Quoted passage:
*** Block opens ***
Based on Tao’s description of how the proof came about - a human is taking results backwards and forwards between two separate AI tools and using an AI tool to fill in gaps the human found?
I don’t think it can really be said to have occurred autonomously then?
Looks more like a 50/50 partnership with a super expert human one the one side which makes this way more vague in my opinion - and in line with my own AI tests, ie. they are pretty stupid even OPUS 4.5 or whatever unless you're already an expert and is doing boilerplate.
EDIT: I can see the title has been fixed now from solved to "more or less solved" which is still think is a big stretch.
I had the impression Tao/community weren't even finding the gaps, since they mentioned using an automatic proof verifier. And that the main back and forth involved re-reading Erdos' paper to find out the right problem Erdos intended. So more like 90/10 LLM/human. Maybe I misread it.
There's a lot more detail in this reddit post from the author - https://www.reddit.com/r/OpenAI/comments/1q6yw5g/how_we_used...
*** Block closes ***
Required tasks:
a. In the comment thread, what was the title changed from, and what was it changed to?
b. Transcribe the part of the comment thread that starts at the words "I had the impression" and ends at "I misread it.".
The data after this point is separate material and unrelated to the comment thread.

Record excerpts:
*** Block opens ***
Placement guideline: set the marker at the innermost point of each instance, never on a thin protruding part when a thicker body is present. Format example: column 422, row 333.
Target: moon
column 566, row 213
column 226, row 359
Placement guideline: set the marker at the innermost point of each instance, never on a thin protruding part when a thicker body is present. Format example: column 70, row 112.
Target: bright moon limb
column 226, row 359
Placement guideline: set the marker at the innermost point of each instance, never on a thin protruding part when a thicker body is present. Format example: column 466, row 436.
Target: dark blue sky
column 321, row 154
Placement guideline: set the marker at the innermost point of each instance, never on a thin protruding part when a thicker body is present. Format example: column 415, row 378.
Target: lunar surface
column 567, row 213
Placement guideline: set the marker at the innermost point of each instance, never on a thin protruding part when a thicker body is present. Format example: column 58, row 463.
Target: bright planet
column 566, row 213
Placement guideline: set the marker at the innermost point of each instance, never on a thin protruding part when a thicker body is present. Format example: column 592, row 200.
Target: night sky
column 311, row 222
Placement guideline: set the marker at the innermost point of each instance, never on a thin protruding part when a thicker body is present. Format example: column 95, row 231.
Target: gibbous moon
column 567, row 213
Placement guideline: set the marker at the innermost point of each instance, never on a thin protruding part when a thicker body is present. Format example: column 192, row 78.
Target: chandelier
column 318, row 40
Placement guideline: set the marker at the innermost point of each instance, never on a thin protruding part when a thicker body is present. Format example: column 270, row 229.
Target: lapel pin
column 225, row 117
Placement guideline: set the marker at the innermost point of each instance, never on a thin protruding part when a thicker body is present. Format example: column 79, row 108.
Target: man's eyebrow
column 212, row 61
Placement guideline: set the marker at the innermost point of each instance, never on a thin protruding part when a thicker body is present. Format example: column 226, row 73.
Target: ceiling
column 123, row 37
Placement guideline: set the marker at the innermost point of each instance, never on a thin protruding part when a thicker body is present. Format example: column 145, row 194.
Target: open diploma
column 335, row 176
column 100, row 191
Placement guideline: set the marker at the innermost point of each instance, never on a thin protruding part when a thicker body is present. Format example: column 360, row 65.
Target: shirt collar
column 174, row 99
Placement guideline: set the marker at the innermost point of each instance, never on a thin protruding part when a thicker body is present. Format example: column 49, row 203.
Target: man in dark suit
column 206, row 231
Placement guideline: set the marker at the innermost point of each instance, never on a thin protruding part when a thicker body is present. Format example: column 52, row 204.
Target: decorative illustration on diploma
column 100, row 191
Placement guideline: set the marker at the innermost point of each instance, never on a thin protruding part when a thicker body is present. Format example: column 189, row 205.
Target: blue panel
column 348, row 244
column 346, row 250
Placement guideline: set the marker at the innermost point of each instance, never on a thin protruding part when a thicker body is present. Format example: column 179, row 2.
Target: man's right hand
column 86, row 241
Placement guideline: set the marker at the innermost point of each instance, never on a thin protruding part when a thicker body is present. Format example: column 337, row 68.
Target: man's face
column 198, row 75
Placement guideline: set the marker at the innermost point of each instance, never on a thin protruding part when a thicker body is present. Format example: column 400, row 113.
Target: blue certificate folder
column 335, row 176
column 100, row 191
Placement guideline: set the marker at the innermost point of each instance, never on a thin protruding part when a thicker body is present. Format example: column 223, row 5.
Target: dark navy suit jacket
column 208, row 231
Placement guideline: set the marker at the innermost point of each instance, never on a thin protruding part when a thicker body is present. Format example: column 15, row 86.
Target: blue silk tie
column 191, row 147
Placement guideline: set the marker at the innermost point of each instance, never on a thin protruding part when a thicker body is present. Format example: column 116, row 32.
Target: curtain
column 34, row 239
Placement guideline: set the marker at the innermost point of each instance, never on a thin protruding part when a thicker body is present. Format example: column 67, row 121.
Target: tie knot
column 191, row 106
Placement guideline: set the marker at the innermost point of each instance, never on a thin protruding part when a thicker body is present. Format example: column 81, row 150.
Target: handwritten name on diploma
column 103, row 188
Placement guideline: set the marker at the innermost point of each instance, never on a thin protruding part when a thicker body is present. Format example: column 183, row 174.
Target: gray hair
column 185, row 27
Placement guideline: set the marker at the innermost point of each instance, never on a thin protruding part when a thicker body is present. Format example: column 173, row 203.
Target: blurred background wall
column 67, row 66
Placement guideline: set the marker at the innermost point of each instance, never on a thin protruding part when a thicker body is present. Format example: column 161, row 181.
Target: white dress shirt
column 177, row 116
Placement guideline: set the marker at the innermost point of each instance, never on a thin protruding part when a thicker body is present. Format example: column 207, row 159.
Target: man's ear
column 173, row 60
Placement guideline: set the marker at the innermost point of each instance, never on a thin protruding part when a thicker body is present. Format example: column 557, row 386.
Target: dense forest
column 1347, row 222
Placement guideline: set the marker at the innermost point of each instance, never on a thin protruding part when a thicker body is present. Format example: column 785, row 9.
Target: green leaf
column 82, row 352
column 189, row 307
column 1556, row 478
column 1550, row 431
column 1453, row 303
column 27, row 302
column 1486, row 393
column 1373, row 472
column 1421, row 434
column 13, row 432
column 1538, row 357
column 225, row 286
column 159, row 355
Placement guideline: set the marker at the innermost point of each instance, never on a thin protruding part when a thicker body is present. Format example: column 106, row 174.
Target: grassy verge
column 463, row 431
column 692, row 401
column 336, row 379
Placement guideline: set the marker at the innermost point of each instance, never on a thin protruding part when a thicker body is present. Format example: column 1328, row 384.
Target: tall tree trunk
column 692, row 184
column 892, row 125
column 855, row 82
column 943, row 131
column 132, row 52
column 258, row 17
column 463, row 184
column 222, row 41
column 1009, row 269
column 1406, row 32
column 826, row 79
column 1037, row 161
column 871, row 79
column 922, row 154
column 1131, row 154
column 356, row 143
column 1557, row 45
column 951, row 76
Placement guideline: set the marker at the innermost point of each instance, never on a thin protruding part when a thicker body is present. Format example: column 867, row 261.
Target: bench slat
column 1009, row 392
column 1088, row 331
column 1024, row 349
*** Block closes ***
Task solutions:
a. From "solved" to "more or less solved."

b.
I had the impression Tao/community weren't even finding the gaps, since they mentioned using an automatic proof verifier. And that the main back and forth involved re-reading Erdos' paper to find out the right problem Erdos intended. So more like 90/10 LLM/human. Maybe I misread it.